Extracted data entries
——
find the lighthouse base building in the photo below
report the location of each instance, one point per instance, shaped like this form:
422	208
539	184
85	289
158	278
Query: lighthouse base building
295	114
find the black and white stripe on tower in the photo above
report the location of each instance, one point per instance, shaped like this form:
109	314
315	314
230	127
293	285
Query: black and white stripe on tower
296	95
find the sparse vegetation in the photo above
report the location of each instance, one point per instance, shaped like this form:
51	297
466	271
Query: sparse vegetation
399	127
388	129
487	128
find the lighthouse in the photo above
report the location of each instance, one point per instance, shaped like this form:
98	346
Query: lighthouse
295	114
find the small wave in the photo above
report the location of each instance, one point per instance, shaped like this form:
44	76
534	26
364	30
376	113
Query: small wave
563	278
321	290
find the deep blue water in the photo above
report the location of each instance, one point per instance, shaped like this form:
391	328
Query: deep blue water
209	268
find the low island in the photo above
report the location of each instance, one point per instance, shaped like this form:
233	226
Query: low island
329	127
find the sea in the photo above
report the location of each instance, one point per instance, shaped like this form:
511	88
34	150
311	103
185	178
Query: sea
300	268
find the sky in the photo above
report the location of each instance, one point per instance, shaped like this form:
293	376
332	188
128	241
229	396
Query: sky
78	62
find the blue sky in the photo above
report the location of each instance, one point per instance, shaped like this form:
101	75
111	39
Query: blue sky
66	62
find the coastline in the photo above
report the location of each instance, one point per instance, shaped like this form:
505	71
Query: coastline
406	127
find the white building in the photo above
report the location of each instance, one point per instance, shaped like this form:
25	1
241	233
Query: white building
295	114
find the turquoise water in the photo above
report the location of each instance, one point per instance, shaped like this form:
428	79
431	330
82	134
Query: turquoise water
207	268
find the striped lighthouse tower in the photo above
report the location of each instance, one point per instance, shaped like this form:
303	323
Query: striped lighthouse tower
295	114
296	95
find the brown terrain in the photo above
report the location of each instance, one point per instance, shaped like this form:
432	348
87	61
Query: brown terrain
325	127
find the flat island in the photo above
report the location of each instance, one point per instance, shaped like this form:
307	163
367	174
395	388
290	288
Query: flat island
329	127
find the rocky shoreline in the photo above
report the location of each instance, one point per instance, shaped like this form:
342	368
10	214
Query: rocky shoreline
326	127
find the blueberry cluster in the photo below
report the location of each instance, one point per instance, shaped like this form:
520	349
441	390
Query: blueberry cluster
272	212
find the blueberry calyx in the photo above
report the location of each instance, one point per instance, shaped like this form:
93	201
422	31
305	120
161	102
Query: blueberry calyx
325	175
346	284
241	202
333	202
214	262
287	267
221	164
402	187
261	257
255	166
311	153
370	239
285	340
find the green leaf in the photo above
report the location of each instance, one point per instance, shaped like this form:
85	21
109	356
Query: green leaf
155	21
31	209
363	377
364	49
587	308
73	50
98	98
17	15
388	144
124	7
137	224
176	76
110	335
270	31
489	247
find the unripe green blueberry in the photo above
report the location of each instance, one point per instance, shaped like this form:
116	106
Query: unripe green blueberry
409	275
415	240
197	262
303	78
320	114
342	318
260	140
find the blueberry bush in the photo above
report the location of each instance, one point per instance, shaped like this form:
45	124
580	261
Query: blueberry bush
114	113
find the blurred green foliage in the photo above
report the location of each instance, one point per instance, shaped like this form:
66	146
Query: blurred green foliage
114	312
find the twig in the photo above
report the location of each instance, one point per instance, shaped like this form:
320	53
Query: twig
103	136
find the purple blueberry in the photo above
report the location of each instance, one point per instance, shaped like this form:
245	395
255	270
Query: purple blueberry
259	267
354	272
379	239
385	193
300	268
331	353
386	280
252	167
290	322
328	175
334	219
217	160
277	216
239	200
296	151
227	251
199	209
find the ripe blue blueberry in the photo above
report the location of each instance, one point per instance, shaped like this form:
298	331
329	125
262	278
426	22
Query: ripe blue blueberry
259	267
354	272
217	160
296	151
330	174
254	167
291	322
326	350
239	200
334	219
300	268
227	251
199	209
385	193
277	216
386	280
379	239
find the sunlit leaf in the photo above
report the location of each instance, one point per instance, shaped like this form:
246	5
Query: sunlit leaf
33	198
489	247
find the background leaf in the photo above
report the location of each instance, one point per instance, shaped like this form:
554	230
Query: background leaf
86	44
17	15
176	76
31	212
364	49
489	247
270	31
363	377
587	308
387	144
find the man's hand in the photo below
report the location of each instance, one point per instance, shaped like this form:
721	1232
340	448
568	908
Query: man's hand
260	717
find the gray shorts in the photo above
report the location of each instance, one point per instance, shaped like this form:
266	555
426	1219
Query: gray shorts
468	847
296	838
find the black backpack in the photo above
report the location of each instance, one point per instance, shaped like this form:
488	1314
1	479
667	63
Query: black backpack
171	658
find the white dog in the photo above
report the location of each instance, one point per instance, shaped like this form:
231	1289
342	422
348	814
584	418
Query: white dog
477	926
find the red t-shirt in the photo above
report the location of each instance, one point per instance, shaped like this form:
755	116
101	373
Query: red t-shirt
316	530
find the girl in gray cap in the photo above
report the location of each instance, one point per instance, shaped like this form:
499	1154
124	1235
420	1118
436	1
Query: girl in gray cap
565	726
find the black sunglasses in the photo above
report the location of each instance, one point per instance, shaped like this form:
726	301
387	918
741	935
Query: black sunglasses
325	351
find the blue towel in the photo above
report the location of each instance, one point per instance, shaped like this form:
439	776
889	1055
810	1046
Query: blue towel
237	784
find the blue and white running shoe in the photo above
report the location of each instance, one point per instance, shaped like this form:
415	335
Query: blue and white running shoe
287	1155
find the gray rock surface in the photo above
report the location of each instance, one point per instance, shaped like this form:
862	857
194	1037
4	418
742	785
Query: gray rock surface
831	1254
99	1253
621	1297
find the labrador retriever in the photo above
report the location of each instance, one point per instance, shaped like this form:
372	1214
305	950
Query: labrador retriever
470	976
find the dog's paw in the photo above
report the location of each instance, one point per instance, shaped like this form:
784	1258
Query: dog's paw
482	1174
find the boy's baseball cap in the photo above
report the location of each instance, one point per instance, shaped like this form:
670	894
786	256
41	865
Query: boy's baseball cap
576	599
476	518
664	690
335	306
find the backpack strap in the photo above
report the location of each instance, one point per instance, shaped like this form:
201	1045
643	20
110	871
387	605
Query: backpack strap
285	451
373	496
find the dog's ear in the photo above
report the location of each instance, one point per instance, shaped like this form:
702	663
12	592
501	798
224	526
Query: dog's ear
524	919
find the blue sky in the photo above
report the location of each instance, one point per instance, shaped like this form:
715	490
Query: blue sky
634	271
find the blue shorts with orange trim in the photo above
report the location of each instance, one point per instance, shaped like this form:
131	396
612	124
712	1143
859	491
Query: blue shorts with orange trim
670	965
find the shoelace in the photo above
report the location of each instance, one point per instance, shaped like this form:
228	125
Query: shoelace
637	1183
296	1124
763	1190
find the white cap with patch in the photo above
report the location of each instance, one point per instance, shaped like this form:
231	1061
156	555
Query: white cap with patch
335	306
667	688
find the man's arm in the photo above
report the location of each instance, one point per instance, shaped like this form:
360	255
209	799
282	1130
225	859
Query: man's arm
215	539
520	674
——
Stated task –
Word for word, quote all of the data above.

Response for this exercise –
find the lighthouse base building in the photo below
report the location of each instance, one point per instance, shaped like this form:
422	208
539	184
85	289
158	278
Query: lighthouse base building
295	114
find the black and white stripe on tower in the photo above
report the location of each instance, one point per instance, shaped like this form:
109	314
315	314
230	127
293	285
Query: black and white stripe on tower
296	95
find the sparse vegetation in the photo above
report the location of each instance, one point per instance, shaped like this form:
51	297
466	271
Query: sparse vegetation
399	127
388	129
487	128
find the lighthouse in the photo above
report the location of each instance, one point per instance, shaped like this form:
98	346
Query: lighthouse
295	114
find the small wave in the photo above
report the location of each instance, one point per instance, shaped like this form:
44	76
534	26
364	30
376	113
Query: small wave
563	278
321	290
find the deep blue water in the photo above
report the location of each instance, one point per instance, shaped like this form:
391	328
Query: deep blue water
209	268
find the low island in the photo above
report the location of each instance, one point per instance, shaped like this form:
233	226
Query: low island
329	127
find the sea in the photo above
report the location of each instance, one point per instance, shaped like this form:
511	88
34	150
311	103
185	178
Query: sea
300	268
find the sky in the photo above
report the location of each instance, one point per instance, shaped like this form:
293	376
332	188
128	241
229	396
Query: sky
78	62
find the blue sky in the photo above
report the location of each instance, one point per instance, shaped like this form:
101	75
111	39
Query: blue sky
66	62
find the coastline in the photo above
report the location of each instance, one point per instance, shaped like this form:
505	71
Query: coastline
406	127
find the white building in the photo above
report the location of each instance, one point per instance, shaped like this form:
25	1
241	233
Query: white building
295	114
find the turquoise water in the photo above
report the location of each instance, one point per instance, shaped like this form:
428	79
431	330
82	134
Query: turquoise water
207	268
find the striped lighthouse tower in the photo above
report the location of each instance, one point per instance, shaped like this form:
303	323
Query: striped lighthouse tower
295	114
296	95
find the brown terrain in the photo above
report the location of each instance, one point per instance, shaped like this form:
432	348
87	61
Query: brown terrain
325	127
find the flat island in the photo above
report the location of each instance, one point per instance, shaped like this form:
307	163
367	174
395	388
290	288
Query: flat island
329	127
find the rocky shoreline in the photo above
report the location of each instance, one point per instance, shaped like this form:
342	368
10	214
Query: rocky shoreline
326	127
find the blueberry cluster in the photo below
report the location of each instance, one point per instance, shaped like this form:
520	349
441	390
Query: blueberry cluster
272	212
find the blueberry calyx in the photo above
report the location of each instance, one point per instance, shaped like this form:
93	201
422	31
305	120
161	102
Query: blueberry calyx
325	175
346	284
241	202
333	202
214	262
287	267
221	164
402	187
261	257
255	166
311	153
370	239
285	340
find the green leaf in the photo above
report the location of each instance, one point per instance, shaped like this form:
85	21
109	356
Query: green leaf
155	21
31	209
363	377
364	49
587	308
73	50
98	98
17	15
388	144
124	7
137	224
176	76
110	335
270	31
489	247
find the unripe green blueberry in the photo above
report the location of each instance, one point per instance, shaped like this form:
116	106
Query: unripe green blueberry
409	275
415	240
197	262
303	78
320	114
342	318
260	140
find the blueberry bush in the photo above
report the location of each instance, one point per instance, shaped like this form:
45	124
580	261
Query: blueberry bush
114	113
find the blurred green foliage in the photo above
report the location of each instance, one point per instance, shaped like this form:
66	146
Query: blurred green foliage
114	312
find the twig in the photo above
report the location of each instance, one point per instance, shaped like this form:
320	53
Query: twig
103	136
find the purple blueberry in the photo above
report the location of each instance, one point per instance, shaped like this form:
245	395
255	270
Query: purple blueberry
259	267
354	272
379	239
385	193
300	268
331	353
386	280
252	167
290	322
328	175
334	219
217	160
277	216
239	200
296	151
227	251
199	209
find the ripe blue blueberry in the photo above
report the location of each instance, one point per instance, shaped like this form:
298	331
329	125
262	278
426	22
Query: ripe blue blueberry
259	267
354	272
217	160
296	151
330	174
254	167
291	322
326	350
239	200
334	219
300	268
227	251
199	209
385	193
277	216
386	280
379	239
find the sunlit leaf in the photo above
report the location of each instance, one point per instance, shaped like this form:
246	5
Query: sunlit leaf
33	198
489	247
find the background leaf in the photo above
report the location of each instance, one point per instance, shaped like this form:
554	230
Query: background leaf
86	44
17	15
176	76
31	212
364	49
489	247
270	31
363	377
587	308
387	144
find the man's hand in the photo below
report the location of each instance, one point per instance, shaped like this form:
721	1232
340	448
568	908
Query: man's hand
260	717
find the gray shorts in the photo above
report the location of each instance, one point per instance, shaped like this form:
266	555
426	1219
Query: gray shorts
468	847
296	838
find the black backpack in the photo above
report the location of each instance, one point per instance, shaped like this form:
488	1314
1	479
667	63
Query: black backpack
171	658
find the white dog in the photo above
report the location of each instance, one point per instance, shaped like this form:
231	1289
342	422
348	814
584	418
Query: white dog
477	926
find the red t-shirt in the photo above
report the location of each instance, one point per instance, shaped like this form:
755	116
101	373
Query: red t-shirt
316	530
find the girl in gray cap in the photo above
report the location of each instance, one point per instance, shaped like this form:
499	1154
124	1235
420	1118
436	1
Query: girl in gray cap
565	726
find the black sunglasses in the photo above
report the location of each instance, one point per instance, shaped like this form:
726	301
387	918
741	935
Query: black sunglasses
325	351
find the blue towel in the photo above
report the location of each instance, one point per instance, shaped like this form:
439	776
889	1055
810	1046
Query: blue towel
237	784
find the blue and white running shoe in the photo above
report the location of each instance, one point per instance, shaped like this form:
415	335
Query: blue and white running shoe
287	1155
find the gray rock surface in the photo above
report the location of each instance, one point per instance, shaped like this form:
862	857
194	1037
4	418
742	785
Query: gray rock surface
831	1254
99	1253
621	1297
find the labrador retriever in the photo above
report the location of each instance, one point per instance, shaped like this form:
372	1214
305	950
Query: labrador retriever
470	976
find the dog's paw in the photo above
report the location of each instance, one point per instance, shaped like this form:
784	1258
Query: dog's paw
482	1174
find the boy's baseball cap in the photo above
report the location of each instance, one point per instance, shaped like this form:
670	894
786	256
41	865
Query: boy's baseball cap
576	599
476	518
664	690
335	306
find the backpack strap in the photo above
report the location of each instance, one point per instance, shaped like this form:
201	1045
643	20
110	871
387	605
Query: backpack strap
285	451
373	496
find the dog's ear in the photo above
report the location of each instance, one point per instance, shaped like this form:
702	663
12	592
501	798
224	526
Query: dog's ear
524	919
find the blue sky in the photo above
report the location of each instance, one point per instance, shaped like this form:
715	490
Query: blue sky
634	271
find the blue shorts with orange trim in the photo above
report the location of each instance, one point per instance, shaped like this form:
131	396
612	124
712	1143
859	491
Query: blue shorts with orange trim
670	965
find the shoelace in the photo above
report the location of each instance, one point per instance, shaped like this form:
228	125
Query: shoelace
637	1183
296	1124
763	1190
find the white cap with patch in the photo above
report the location of each instance, one point per instance, shaped like this form:
231	1061
156	555
Query: white cap with patch
335	306
667	688
find the man's arm in the photo above
report the location of each instance, one point per instance, shaped like this form:
360	255
209	799
282	1130
225	859
Query: man's arm
215	539
520	674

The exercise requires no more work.